Text for analysis below:

Often worshipped as a divine entity unified with Horus, as Horus-Hemen lord of Asphynis or Horakhte-Hemen of Hefat. Flinders Petrie refers to Hemen as a god of Tuphium. Hemen is also used for the name of a town of ancient Egypt (as mentioned by Flinders Petrie during his studies of Abydos).

==Some examples of artifacts containing references to Hemen==
Hemen is mentioned in a limited number of inscriptions and texts. Some of these include:
- In the Pyramid Texts, Utterance 231.
- Ankhtifi, a nomarch (= provincial governor) dated to the First Intermediate Period, is shown inspecting a fleet, killing a hippopotamus in Hefat during festivities and offering the hippopotamus to Hemen.
- A round-topped stela from the 13th dynasty invokes Ptah-Sokari-Osiris and Horus-Hemen lord of Asphynis. The stela was formerly in the V. Golenishchev collection, but is now in Moscow, in the State Pushkin Museum of Fine Arts.
- The chief sculptor Userhat who lived at the end of the 18th dynasty/beginning 19th dynasty mentions "causing cult statues to rest in their shrine". Hemen of Hefat is one of the gods listed among those Userhat was responsible for.
- Statue from the time of Amenhotep III; Now in Avignon, Musée Calvet.
- In the 22nd dynasty Hemen of Hefat is mentioned as an oracle. A man named Ikeni appears before Hemen in Hefat and the god says "Ikeni is right! He paid (etc.)".
- The 25th dynasty pharaoh Taharqa is shown before the god Hemen in a statue which is now in the Louvre.
- In ca. 300 BC Hemen's cult is still active as attested by an inscription of an official named Hornefer.
- In the Griffiths Institute listing: A stone object with Hemen possibly hawk-headed showing text of Amenophis III ‘beloved of Hemen lord of the sed-festival’.

End of Text for analysis.
Excerpted records below:

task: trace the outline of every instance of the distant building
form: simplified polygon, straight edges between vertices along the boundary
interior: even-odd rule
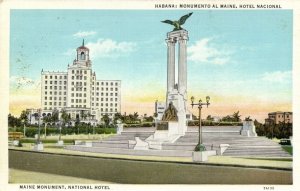
[[[265,119],[265,124],[293,123],[293,112],[272,112]]]
[[[166,103],[165,102],[155,102],[155,113],[157,114],[157,119],[161,120],[162,116],[164,115],[164,112],[166,110]]]
[[[166,103],[165,102],[158,102],[155,101],[155,113],[157,114],[157,119],[161,120],[162,116],[164,115],[166,110]],[[189,111],[186,113],[187,120],[193,120],[193,115]]]
[[[76,49],[76,59],[66,72],[41,72],[41,115],[65,110],[74,122],[99,123],[103,115],[121,112],[121,81],[97,80],[92,71],[89,49]],[[33,120],[31,110],[31,123]]]

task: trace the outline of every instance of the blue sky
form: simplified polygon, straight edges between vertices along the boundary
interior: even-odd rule
[[[151,114],[153,102],[165,99],[165,38],[173,29],[160,21],[189,12],[12,10],[11,95],[37,91],[42,69],[66,71],[84,38],[97,78],[122,80],[123,111]],[[219,107],[243,111],[243,104],[255,108],[253,115],[291,110],[292,23],[289,10],[193,10],[183,26],[189,31],[189,95],[211,95],[215,115],[225,112]]]

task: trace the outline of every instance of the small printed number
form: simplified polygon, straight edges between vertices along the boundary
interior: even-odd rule
[[[274,186],[264,186],[264,190],[275,190]]]

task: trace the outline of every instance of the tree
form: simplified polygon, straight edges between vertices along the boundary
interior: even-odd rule
[[[69,124],[69,122],[71,120],[70,115],[64,109],[61,110],[61,118],[62,118],[62,121],[63,121],[63,126],[65,126],[66,124]]]
[[[28,123],[28,115],[29,115],[29,112],[23,110],[19,117],[19,119],[23,122],[24,126],[27,125],[27,123]]]
[[[133,119],[134,119],[135,121],[137,121],[137,120],[138,120],[138,117],[139,117],[138,112],[134,112],[134,113],[133,113]]]
[[[109,116],[107,114],[103,115],[102,121],[104,121],[105,127],[107,127],[109,125],[109,122],[110,122]]]
[[[240,122],[241,121],[241,115],[239,115],[240,111],[234,112],[232,115],[233,122]]]
[[[45,128],[45,139],[46,139],[46,136],[47,136],[47,124],[48,123],[51,123],[52,122],[52,117],[51,117],[51,114],[48,113],[47,115],[43,115],[43,121],[44,121],[44,128]]]
[[[213,121],[214,118],[212,118],[211,115],[208,115],[208,116],[206,117],[206,120],[208,120],[208,121]]]
[[[12,116],[11,114],[8,114],[8,125],[10,127],[21,126],[21,120]]]
[[[54,109],[52,111],[52,122],[57,123],[59,120],[59,111],[57,109]]]
[[[122,116],[121,113],[115,113],[113,119],[114,124],[116,124],[118,120],[124,121],[124,117]]]

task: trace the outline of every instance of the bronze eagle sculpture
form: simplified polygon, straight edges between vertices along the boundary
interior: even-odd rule
[[[171,21],[171,20],[164,20],[161,21],[163,23],[167,23],[170,25],[173,25],[175,28],[173,29],[173,31],[177,31],[177,30],[182,30],[183,28],[181,27],[181,25],[183,25],[185,23],[185,21],[192,15],[193,13],[189,13],[186,15],[183,15],[178,21]]]

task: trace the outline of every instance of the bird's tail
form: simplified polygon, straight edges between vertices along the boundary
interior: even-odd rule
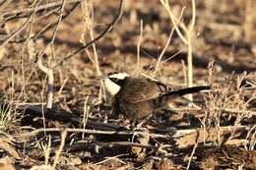
[[[167,93],[163,94],[162,96],[171,96],[171,95],[186,95],[190,93],[200,92],[204,90],[210,90],[211,86],[209,85],[203,85],[203,86],[192,86],[192,87],[186,87],[182,89],[172,90],[168,91]]]

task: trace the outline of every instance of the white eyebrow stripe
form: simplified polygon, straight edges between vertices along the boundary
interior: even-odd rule
[[[118,74],[110,75],[109,78],[116,78],[116,79],[123,80],[123,79],[125,79],[126,77],[129,77],[129,76],[130,75],[128,75],[127,73],[118,73]]]

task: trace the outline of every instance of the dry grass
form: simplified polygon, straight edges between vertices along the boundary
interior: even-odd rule
[[[255,169],[252,4],[0,3],[0,162],[28,169]],[[96,78],[112,71],[212,90],[193,97],[197,107],[173,101],[133,130],[109,117]]]

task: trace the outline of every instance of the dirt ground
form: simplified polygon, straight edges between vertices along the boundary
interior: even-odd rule
[[[179,26],[189,26],[191,2],[169,1]],[[154,73],[173,28],[160,1],[124,1],[110,31],[65,59],[106,29],[119,3],[0,1],[0,169],[256,169],[256,1],[196,1],[193,85],[212,90],[139,130],[110,117],[97,76],[187,86],[188,45],[175,30]]]

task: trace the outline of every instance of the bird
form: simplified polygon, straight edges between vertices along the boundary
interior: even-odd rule
[[[210,90],[210,85],[174,90],[164,84],[125,72],[111,72],[103,77],[106,90],[112,96],[113,115],[124,115],[130,120],[142,120],[168,101],[185,94]]]

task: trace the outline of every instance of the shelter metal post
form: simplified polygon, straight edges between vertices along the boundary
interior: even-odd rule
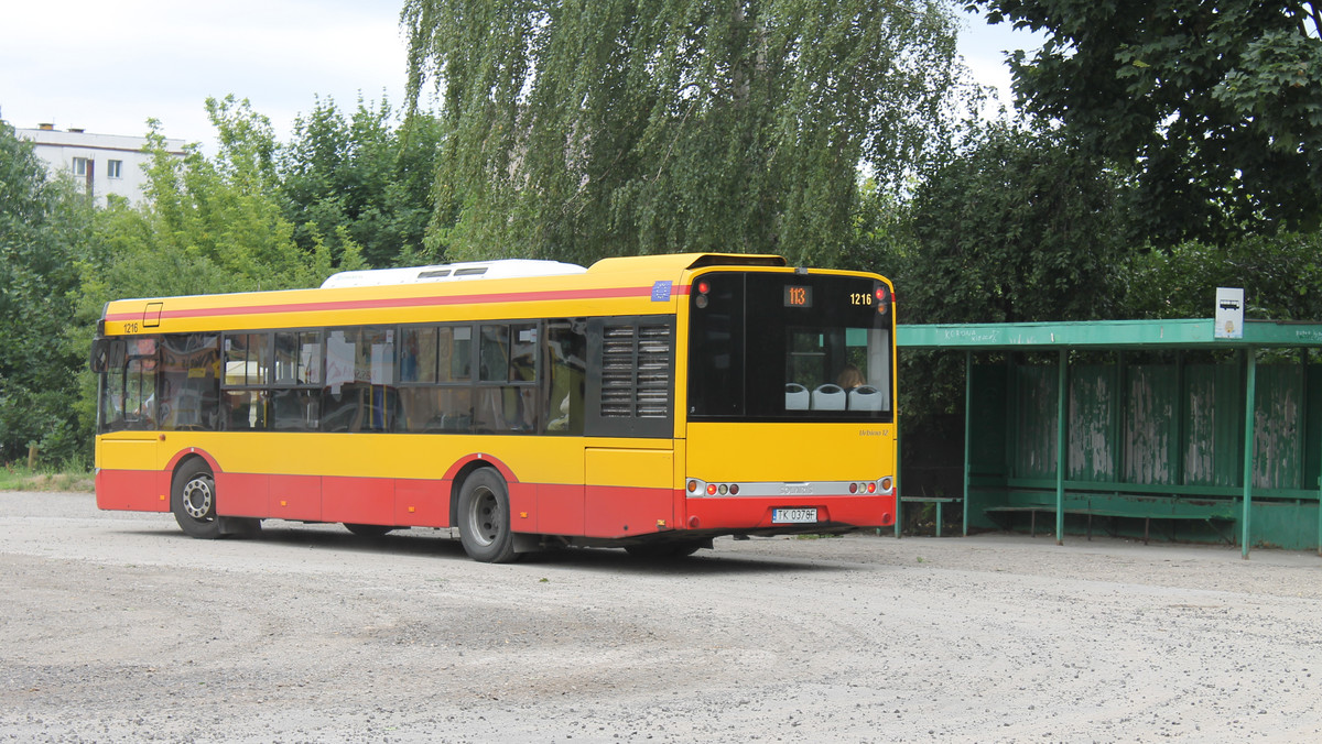
[[[969,537],[969,484],[973,480],[973,352],[964,353],[964,537]],[[1322,503],[1322,501],[1319,501]],[[1319,506],[1322,509],[1322,506]],[[1322,525],[1322,521],[1319,521]],[[1322,529],[1322,527],[1319,527]],[[1322,533],[1319,533],[1322,535]],[[1322,543],[1318,544],[1322,552]]]
[[[1253,506],[1253,392],[1257,387],[1257,350],[1249,346],[1248,377],[1244,382],[1244,513],[1240,515],[1240,550],[1248,560],[1249,514]]]
[[[899,400],[895,402],[895,539],[900,538],[900,525],[904,522],[904,492],[900,490],[900,455],[903,453],[903,439],[900,437]],[[876,530],[880,534],[880,530]]]

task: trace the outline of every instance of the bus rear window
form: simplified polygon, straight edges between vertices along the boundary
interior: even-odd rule
[[[888,289],[849,276],[714,274],[690,297],[689,416],[891,420]]]

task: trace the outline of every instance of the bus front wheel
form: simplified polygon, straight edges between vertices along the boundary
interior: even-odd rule
[[[518,560],[509,527],[509,489],[490,468],[473,470],[459,492],[459,539],[464,552],[483,563]]]
[[[221,537],[221,521],[215,517],[215,478],[206,463],[192,460],[175,473],[169,506],[188,537],[206,540]]]

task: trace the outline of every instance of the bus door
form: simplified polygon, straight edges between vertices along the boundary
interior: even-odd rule
[[[169,476],[159,464],[157,340],[98,340],[97,506],[169,511]]]
[[[674,452],[590,447],[584,452],[584,527],[590,538],[628,538],[674,527]]]

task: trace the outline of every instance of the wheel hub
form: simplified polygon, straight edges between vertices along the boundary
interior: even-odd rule
[[[194,519],[205,519],[212,513],[212,481],[206,478],[193,478],[184,485],[180,494],[184,511]]]

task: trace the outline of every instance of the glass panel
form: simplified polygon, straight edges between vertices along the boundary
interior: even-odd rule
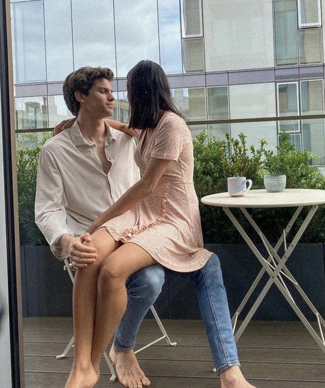
[[[231,101],[231,100],[230,100]],[[230,134],[237,138],[241,132],[246,135],[248,148],[251,145],[258,148],[258,142],[265,139],[267,144],[266,148],[275,150],[278,144],[276,122],[267,121],[263,122],[236,122],[230,125]]]
[[[47,99],[22,97],[15,99],[16,128],[29,129],[47,127]]]
[[[323,62],[322,29],[299,30],[299,58],[300,64],[318,64]]]
[[[301,114],[323,114],[324,82],[322,79],[300,81]]]
[[[296,0],[274,0],[276,65],[298,63]]]
[[[15,82],[46,81],[43,1],[12,4]]]
[[[72,0],[74,67],[109,67],[116,74],[112,0]]]
[[[298,114],[299,114],[299,106],[297,82],[278,83],[278,115],[283,116]],[[299,120],[279,121],[278,130],[299,131]]]
[[[230,118],[275,116],[275,97],[273,83],[230,86]]]
[[[127,92],[119,92],[119,120],[122,122],[130,121],[129,101]]]
[[[171,89],[171,96],[177,109],[186,120],[206,120],[204,88]]]
[[[195,139],[197,135],[200,135],[201,132],[204,132],[207,135],[206,125],[189,125],[189,130],[191,131],[191,135],[192,135],[192,139]],[[208,144],[208,137],[206,138],[206,141],[204,142],[206,144]]]
[[[301,148],[301,133],[290,133],[289,141],[295,146],[295,149],[298,151],[302,151]]]
[[[16,144],[17,147],[34,149],[45,138],[52,135],[52,132],[34,132],[30,133],[16,133]]]
[[[203,1],[203,16],[206,71],[274,66],[272,1]]]
[[[230,133],[230,124],[209,124],[208,125],[208,140],[213,138],[224,140],[226,133]]]
[[[118,77],[125,77],[139,61],[159,63],[156,0],[115,0]]]
[[[63,81],[73,70],[70,0],[45,0],[47,81]]]
[[[166,74],[182,73],[178,0],[158,0],[160,65]]]
[[[180,4],[182,37],[202,36],[201,0],[182,0]]]
[[[299,27],[321,25],[320,0],[298,0]]]
[[[302,120],[303,148],[320,157],[312,164],[325,164],[325,125],[324,119]]]
[[[228,87],[207,88],[208,120],[229,118]]]
[[[182,45],[184,72],[204,71],[203,38],[184,39]]]
[[[63,120],[73,117],[65,105],[63,96],[49,96],[47,109],[49,111],[49,127],[55,127]]]

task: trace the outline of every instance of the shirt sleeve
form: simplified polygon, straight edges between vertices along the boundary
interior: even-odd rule
[[[68,257],[58,242],[69,230],[62,205],[64,187],[60,170],[51,152],[43,147],[38,159],[35,222],[49,243],[53,254],[61,260]]]
[[[177,161],[184,145],[187,127],[178,116],[167,116],[162,120],[160,127],[155,129],[157,132],[150,155]]]

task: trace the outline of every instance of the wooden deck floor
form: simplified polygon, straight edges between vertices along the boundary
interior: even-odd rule
[[[172,348],[160,341],[138,354],[152,388],[218,388],[204,328],[200,321],[166,320]],[[159,335],[154,321],[145,320],[138,346]],[[72,363],[56,360],[72,335],[71,318],[25,318],[26,388],[62,388]],[[325,354],[298,322],[252,322],[238,343],[245,376],[257,388],[324,388]],[[104,363],[99,388],[121,387],[109,381]]]

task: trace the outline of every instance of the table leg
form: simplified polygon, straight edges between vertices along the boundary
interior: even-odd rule
[[[258,259],[258,261],[261,262],[261,265],[264,268],[263,274],[265,273],[265,272],[267,272],[267,274],[269,274],[269,277],[270,277],[269,281],[267,282],[266,285],[264,286],[262,292],[261,292],[260,295],[257,298],[256,300],[254,303],[252,307],[251,308],[251,309],[248,312],[247,316],[245,317],[245,318],[243,321],[241,326],[239,327],[239,328],[236,332],[236,333],[234,335],[234,337],[235,337],[236,341],[238,341],[238,339],[239,339],[240,336],[241,335],[243,331],[246,328],[249,322],[252,319],[253,315],[255,313],[256,309],[258,309],[258,307],[261,305],[261,302],[264,299],[266,294],[269,291],[272,285],[274,283],[276,285],[276,286],[278,287],[278,288],[279,289],[279,290],[280,291],[280,292],[282,294],[283,296],[287,300],[288,303],[289,303],[289,305],[291,305],[291,307],[292,307],[293,311],[296,313],[296,314],[300,318],[300,320],[302,322],[302,323],[304,323],[304,326],[306,326],[307,330],[309,331],[310,334],[312,335],[312,337],[314,338],[314,339],[318,344],[318,345],[322,348],[323,352],[325,352],[325,341],[324,340],[324,335],[323,335],[323,333],[322,333],[322,331],[321,324],[320,324],[320,315],[318,313],[318,312],[317,312],[317,320],[318,320],[318,322],[319,322],[319,326],[320,326],[320,331],[321,331],[322,338],[320,338],[320,336],[315,333],[315,331],[313,330],[311,325],[309,324],[309,322],[308,322],[306,318],[304,317],[304,314],[302,313],[302,311],[298,307],[298,306],[296,305],[293,299],[292,298],[291,294],[289,293],[289,291],[287,290],[287,287],[285,287],[285,285],[284,286],[284,285],[281,283],[281,281],[278,279],[279,275],[280,275],[280,272],[282,270],[282,268],[285,268],[285,264],[287,260],[289,259],[289,257],[290,257],[291,254],[292,253],[293,249],[295,248],[296,246],[297,245],[298,242],[299,242],[301,236],[302,235],[306,228],[307,227],[308,224],[309,224],[310,221],[311,220],[311,219],[312,219],[313,215],[315,214],[317,209],[317,206],[311,207],[308,215],[306,216],[306,218],[303,221],[302,225],[299,228],[299,230],[298,231],[298,232],[296,234],[295,237],[293,237],[291,243],[289,244],[289,248],[287,249],[287,250],[285,251],[285,253],[283,255],[282,258],[279,257],[279,256],[276,253],[276,251],[275,250],[275,249],[272,246],[272,245],[269,244],[269,242],[267,241],[267,240],[263,235],[262,232],[261,231],[259,228],[257,227],[257,225],[254,222],[254,224],[252,224],[252,226],[253,227],[254,227],[255,230],[258,232],[258,233],[260,235],[260,236],[261,236],[263,235],[262,240],[263,241],[263,240],[264,240],[263,242],[265,243],[265,246],[267,247],[267,249],[269,255],[269,258],[267,260],[262,256],[261,253],[258,251],[257,248],[255,246],[254,243],[252,242],[250,238],[248,237],[247,233],[245,232],[244,229],[240,225],[240,224],[239,223],[239,222],[237,221],[236,218],[234,216],[232,213],[230,211],[230,209],[228,208],[224,208],[224,210],[225,211],[227,216],[229,217],[229,218],[230,219],[230,220],[232,221],[232,222],[233,223],[233,224],[234,225],[236,229],[239,231],[241,235],[245,240],[245,241],[246,242],[248,245],[252,249],[252,252],[254,253],[254,254],[255,255],[256,258]],[[301,211],[301,209],[300,209],[300,211]],[[245,214],[245,211],[245,211],[245,209],[243,209],[243,211],[244,212],[244,214]],[[246,211],[246,213],[247,213],[247,211]],[[248,214],[247,213],[247,214]],[[251,218],[250,216],[248,218],[248,220],[250,222],[251,220],[250,218]],[[273,258],[276,259],[276,260],[278,261],[278,265],[276,266],[275,261],[274,261],[276,266],[273,267],[273,269],[272,269],[272,266],[270,266],[269,263],[270,263],[270,261],[272,261]],[[261,272],[260,272],[260,274],[261,274]],[[263,276],[263,274],[262,274],[262,276]],[[288,276],[289,279],[290,276],[291,276],[291,274],[289,274],[289,275]],[[289,280],[291,280],[291,281],[292,281],[292,279],[289,279]],[[293,279],[293,280],[294,280],[294,279]],[[257,283],[258,283],[258,282],[257,282]],[[256,283],[256,285],[257,285],[257,283]],[[254,285],[254,289],[256,287],[256,285]],[[246,298],[246,297],[245,297],[245,298]],[[317,310],[316,310],[316,311],[317,311]],[[235,317],[236,321],[237,321],[237,316],[238,316],[238,315]],[[322,318],[321,318],[321,319],[324,322],[324,320],[322,320]]]

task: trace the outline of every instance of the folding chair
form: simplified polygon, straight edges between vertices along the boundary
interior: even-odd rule
[[[66,259],[64,260],[64,266],[63,267],[63,269],[64,270],[64,271],[68,271],[68,274],[69,276],[70,276],[70,279],[71,279],[72,283],[74,283],[74,274],[73,271],[74,270],[73,270],[73,268],[71,268],[71,267],[69,266],[69,263],[68,261],[68,259]],[[154,306],[150,306],[150,310],[154,317],[154,319],[156,320],[156,322],[157,322],[158,326],[159,326],[159,328],[161,331],[161,333],[162,334],[162,337],[160,337],[159,338],[157,338],[157,339],[155,339],[154,341],[153,341],[152,342],[150,342],[149,344],[148,344],[147,345],[145,345],[145,346],[143,346],[142,348],[141,348],[140,349],[138,349],[136,352],[134,352],[135,354],[139,353],[139,352],[141,352],[142,350],[144,350],[145,349],[147,349],[147,348],[149,348],[149,346],[151,346],[152,345],[154,345],[154,344],[156,344],[157,342],[159,342],[160,341],[162,340],[162,339],[165,339],[166,342],[170,345],[171,346],[176,346],[177,345],[177,342],[171,342],[169,337],[168,336],[168,334],[167,333],[158,314],[157,312],[156,311]],[[67,357],[67,354],[68,354],[68,352],[70,350],[70,349],[73,346],[73,344],[74,344],[74,335],[72,336],[71,339],[70,339],[69,344],[67,345],[66,348],[64,349],[64,350],[63,351],[63,353],[62,354],[59,354],[58,356],[56,356],[56,359],[57,360],[60,360],[61,359],[64,359]],[[107,353],[105,352],[104,354],[104,357],[105,359],[105,361],[106,361],[106,363],[108,366],[108,368],[110,370],[110,374],[111,374],[111,377],[110,378],[110,381],[115,381],[115,378],[116,378],[116,373],[115,373],[115,370],[114,369],[113,365],[112,364],[112,363],[110,362],[110,358],[108,357],[108,356],[107,355]]]

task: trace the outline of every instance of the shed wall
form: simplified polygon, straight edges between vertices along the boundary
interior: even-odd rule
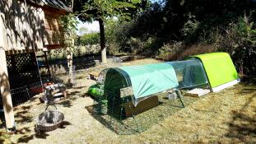
[[[0,2],[1,29],[6,30],[5,51],[43,49],[44,12],[18,0]]]

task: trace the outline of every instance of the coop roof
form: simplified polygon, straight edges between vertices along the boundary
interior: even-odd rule
[[[226,53],[196,55],[205,68],[212,88],[237,80],[238,74],[231,58]]]
[[[154,63],[119,67],[128,75],[135,99],[140,99],[179,86],[170,64]]]
[[[66,4],[64,4],[60,0],[28,0],[30,2],[40,5],[40,6],[49,6],[54,8],[64,10],[66,12],[71,12],[72,10]]]

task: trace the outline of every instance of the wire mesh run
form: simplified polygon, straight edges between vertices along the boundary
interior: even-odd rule
[[[129,77],[107,69],[98,82],[104,84],[104,95],[95,99],[92,115],[108,128],[121,135],[143,132],[181,109],[178,99],[169,100],[169,93],[153,95],[133,105],[133,96],[121,96],[120,90],[132,86]],[[108,76],[111,75],[111,77]],[[184,97],[182,97],[184,99]],[[186,98],[185,105],[196,100]]]

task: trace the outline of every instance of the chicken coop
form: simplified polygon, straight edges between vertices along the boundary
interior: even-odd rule
[[[59,16],[72,10],[60,0],[0,2],[0,109],[14,128],[13,105],[40,91],[38,67],[48,69],[47,51],[63,46]],[[40,55],[39,55],[40,53]],[[38,65],[38,58],[44,63]]]

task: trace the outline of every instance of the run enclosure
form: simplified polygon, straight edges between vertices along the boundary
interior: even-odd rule
[[[179,89],[208,87],[198,59],[114,67],[104,73],[105,95],[98,106],[107,100],[108,115],[101,118],[119,134],[146,130],[182,108]],[[175,91],[179,100],[169,100],[163,93],[168,91]],[[189,98],[186,105],[193,100]]]
[[[101,115],[101,120],[119,134],[146,130],[179,109],[179,100],[170,100],[165,91],[175,92],[182,102],[184,97],[180,98],[178,90],[209,88],[215,91],[216,87],[223,89],[238,81],[235,66],[226,53],[202,54],[184,61],[109,68],[103,73],[104,95],[96,105],[107,108],[108,114]],[[184,102],[189,105],[195,100],[187,97]]]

End of Excerpted records.

* Brief
Give the passage on the god Hemen again, starting at "Often worshipped as" and ending at "Texts, Utterance 231.", and change "Flinders Petrie" to "Petrie" throughout.

* Task result
Often worshipped as a divine entity unified with Horus, as Horus-Hemen lord of Asphynis or Horakhte-Hemen of Hefat. Petrie refers to Hemen as a god of Tuphium. Hemen is also used for the name of a town of ancient Egypt (as mentioned by Petrie during his studies of Abydos).

==Some examples of artifacts containing references to Hemen==
Hemen is mentioned in a limited number of inscriptions and texts. Some of these include:
- In the Pyramid Texts, Utterance 231.